INSTRUCTIONS TO FOLLOW
Return the records exactly as they are.

Stored items from a collection:
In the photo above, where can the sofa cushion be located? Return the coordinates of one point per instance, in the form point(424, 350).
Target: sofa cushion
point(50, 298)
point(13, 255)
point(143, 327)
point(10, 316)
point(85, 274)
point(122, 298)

RESULT OF THIS TASK
In the photo above, where can the sofa cushion be located? Return the coordinates of one point per instance, in the form point(424, 350).
Target: sofa cushion
point(50, 298)
point(13, 255)
point(143, 327)
point(10, 316)
point(85, 274)
point(122, 298)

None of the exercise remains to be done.